§ **Problem description**
Reproduce every line of the data below verbatim, changing no character.

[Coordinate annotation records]
=====

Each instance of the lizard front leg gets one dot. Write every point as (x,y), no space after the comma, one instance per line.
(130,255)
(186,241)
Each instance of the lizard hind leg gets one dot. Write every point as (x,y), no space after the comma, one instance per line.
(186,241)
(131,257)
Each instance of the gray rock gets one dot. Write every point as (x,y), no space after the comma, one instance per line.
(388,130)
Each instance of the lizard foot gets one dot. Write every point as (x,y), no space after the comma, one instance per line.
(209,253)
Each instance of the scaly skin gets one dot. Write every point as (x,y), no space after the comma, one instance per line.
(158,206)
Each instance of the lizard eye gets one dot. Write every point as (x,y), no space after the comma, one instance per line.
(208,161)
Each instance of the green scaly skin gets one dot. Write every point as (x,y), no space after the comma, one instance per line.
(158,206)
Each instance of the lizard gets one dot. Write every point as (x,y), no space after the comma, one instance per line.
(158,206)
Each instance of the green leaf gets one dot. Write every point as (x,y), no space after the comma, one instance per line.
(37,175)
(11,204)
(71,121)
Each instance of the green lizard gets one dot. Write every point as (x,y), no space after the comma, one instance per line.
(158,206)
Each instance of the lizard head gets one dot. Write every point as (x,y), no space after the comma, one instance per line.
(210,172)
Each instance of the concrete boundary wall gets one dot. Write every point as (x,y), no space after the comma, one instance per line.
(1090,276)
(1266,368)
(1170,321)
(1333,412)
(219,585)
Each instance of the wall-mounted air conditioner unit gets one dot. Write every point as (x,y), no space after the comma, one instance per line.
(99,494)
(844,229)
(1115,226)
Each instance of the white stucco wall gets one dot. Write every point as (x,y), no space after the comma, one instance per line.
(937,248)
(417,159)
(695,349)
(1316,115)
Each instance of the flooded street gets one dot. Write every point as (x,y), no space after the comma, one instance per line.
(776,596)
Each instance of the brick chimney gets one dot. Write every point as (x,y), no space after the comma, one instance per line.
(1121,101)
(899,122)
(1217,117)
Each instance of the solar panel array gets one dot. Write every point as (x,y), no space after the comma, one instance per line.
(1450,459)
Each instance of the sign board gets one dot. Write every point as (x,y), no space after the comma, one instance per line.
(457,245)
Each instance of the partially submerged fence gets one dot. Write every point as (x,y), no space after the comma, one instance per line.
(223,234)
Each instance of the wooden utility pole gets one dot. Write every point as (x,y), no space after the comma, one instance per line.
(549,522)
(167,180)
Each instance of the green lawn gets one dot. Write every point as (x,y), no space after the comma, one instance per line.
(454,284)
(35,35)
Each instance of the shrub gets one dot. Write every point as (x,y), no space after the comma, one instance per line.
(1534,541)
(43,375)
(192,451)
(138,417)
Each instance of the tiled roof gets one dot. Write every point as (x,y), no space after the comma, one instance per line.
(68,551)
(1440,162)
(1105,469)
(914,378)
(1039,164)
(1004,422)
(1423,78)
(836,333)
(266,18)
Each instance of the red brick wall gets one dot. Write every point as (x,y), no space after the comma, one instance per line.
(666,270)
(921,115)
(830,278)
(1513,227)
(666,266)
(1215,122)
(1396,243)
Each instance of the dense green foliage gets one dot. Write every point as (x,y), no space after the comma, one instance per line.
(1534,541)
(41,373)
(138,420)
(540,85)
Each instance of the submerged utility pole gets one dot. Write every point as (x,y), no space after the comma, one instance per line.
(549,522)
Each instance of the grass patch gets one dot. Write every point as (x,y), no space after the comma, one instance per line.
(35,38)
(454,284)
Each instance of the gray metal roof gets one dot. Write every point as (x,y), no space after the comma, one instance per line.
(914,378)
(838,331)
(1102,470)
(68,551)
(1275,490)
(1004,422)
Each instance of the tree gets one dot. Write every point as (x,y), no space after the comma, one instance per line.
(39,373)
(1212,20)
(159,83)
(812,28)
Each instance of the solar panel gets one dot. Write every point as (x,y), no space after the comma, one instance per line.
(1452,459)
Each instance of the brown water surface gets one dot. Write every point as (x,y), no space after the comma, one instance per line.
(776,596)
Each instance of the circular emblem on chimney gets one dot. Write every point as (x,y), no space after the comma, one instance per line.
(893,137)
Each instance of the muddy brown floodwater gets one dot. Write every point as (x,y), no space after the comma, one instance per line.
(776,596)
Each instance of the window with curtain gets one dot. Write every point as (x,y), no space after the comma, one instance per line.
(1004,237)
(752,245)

=====

§ **Solution**
Each instance of the lizard front leg gets one dot. Write every point as (x,y), no space after the comma, one instance per line.
(130,255)
(186,241)
Each instance of the lizard hind leg gets one dot. Write every point as (x,y), no space after the comma, one instance per line.
(186,241)
(131,257)
Each instance of the gray rock gets one dot. Write every point as (x,y), no space after the comma, one instance per line.
(388,130)
Each instance of the lizard foot gets one dot. Write every point as (x,y), no space after the comma, one instance per line.
(209,253)
Each instance of the scaly skin gets one dot. Write every point as (x,y), no space after the comma, one instance per line.
(158,206)
Each instance of the lizard eye gets one dot. Write every point as (x,y), no space after the comma, one instance per line.
(208,161)
Each instance of the green scaly skin gets one dot. Write every point as (x,y), no space after the comma, one instance per line.
(158,206)
Each instance of the lizard gets one dot. Write every point as (x,y), no space after the comma, one instance per line.
(158,206)
Each instance of the green leaf gets one dot. Write every point as (x,y), no space after the comma, one instance per line.
(37,175)
(11,204)
(71,121)
Each instance of the green lizard gets one dot. Write every point as (x,y), no space after the comma, one instance per line.
(158,206)
Each instance of the lizard head gets one dot. Write every point as (x,y), no space after the comma, one instance per line.
(210,172)
Each instance of the concrete boundary wall gets one dot. Write every point as (x,y), no space after the comma, one instance per line.
(1090,276)
(1266,368)
(1170,321)
(1333,412)
(219,585)
Each instance of the wall-mounted air conditioner unit gets one dot. Write every point as (x,y), no space after the comma, one instance per line.
(99,494)
(844,229)
(1115,226)
Each instance of the white stucco wall gets one dot. Write every point as (x,y), no space after the comma, one instance per line.
(937,248)
(417,159)
(695,349)
(1316,115)
Each instance of the flooded street gets one dot. Write every point as (x,y), no space after the comma, one instance per line.
(776,596)
Each instance of the brick chimney gets one dot. Write every point as (x,y), no space after the comma, one instance per line.
(1121,101)
(899,122)
(1217,117)
Each instance of the solar panel array gets one dot. Write every point as (x,y), no space after the comma, one instance per line.
(1450,459)
Each instance of the sign board gets one dot. Write every point as (x,y), no space after the comma, one instance per line.
(457,245)
Each instance of the partially submerged fence gets one dot. Write every point as (x,y), no space after the comma, one instance per line.
(223,234)
Each instance of the wooden utility pole gets one dot. Write every point as (x,y), no space after the comma, one instance per line.
(549,522)
(167,180)
Each instance of the green lawn gets one dot. Write every point as (x,y), no space after the comma, one instance per line.
(454,284)
(35,35)
Each instance of the shrub gets one dot. Write every point as (x,y), no space after the comma, one instance per line.
(1534,541)
(43,375)
(192,451)
(138,417)
Each instance of the tiled roof gets one dot. Write every point as (x,y), no space after the comma, one instance per line.
(68,551)
(1440,162)
(1105,469)
(914,378)
(1039,164)
(1004,422)
(1423,78)
(836,333)
(266,18)
Each instance of the red brick wall gets one dot. Write every point as (x,y), no space after the comma, one instance per line.
(666,270)
(921,115)
(830,278)
(1513,227)
(666,266)
(1215,122)
(1396,243)
Each instance of the dense green foliage gets one dot. Write every point as (x,y), no space after the comma, one instance per line.
(1534,541)
(41,373)
(138,420)
(540,85)
Each instance of the submerged utility pole gets one dot. Write every point as (x,y), no space after the comma, one instance per line.
(549,522)
Each instance of the grass patch gets one dot. Write every point as (x,y), no space after the comma, one instance per line.
(35,38)
(454,284)
Each instance of the gray metal roof gets one dot. Write every point as (x,y), no space after the comma, one instance per line.
(914,378)
(838,331)
(1102,470)
(68,551)
(1275,490)
(1004,422)
Each instance of the tree gets one dot. Write every point as (x,y), no space after the comma, one instance per line.
(39,373)
(1212,20)
(159,83)
(812,28)
Each instance of the solar panel gets one dot. Write every point as (x,y), no space after the comma, one instance per line.
(1452,459)
Each instance of the brown water surface gets one dot. Write every point as (x,y), no space after the comma, one instance per line.
(776,596)
Each instance of the circular emblem on chimney gets one dot. Write every point as (x,y), no space after the comma, one instance per line.
(893,137)
Each instance of the muddy brown floodwater gets one dot. Write every point as (x,y), no space after the comma, one instance per line.
(776,596)
Each instance of the window with curtain gets one dot. Write every point as (x,y), no space after the comma, one instance per line.
(1004,237)
(752,245)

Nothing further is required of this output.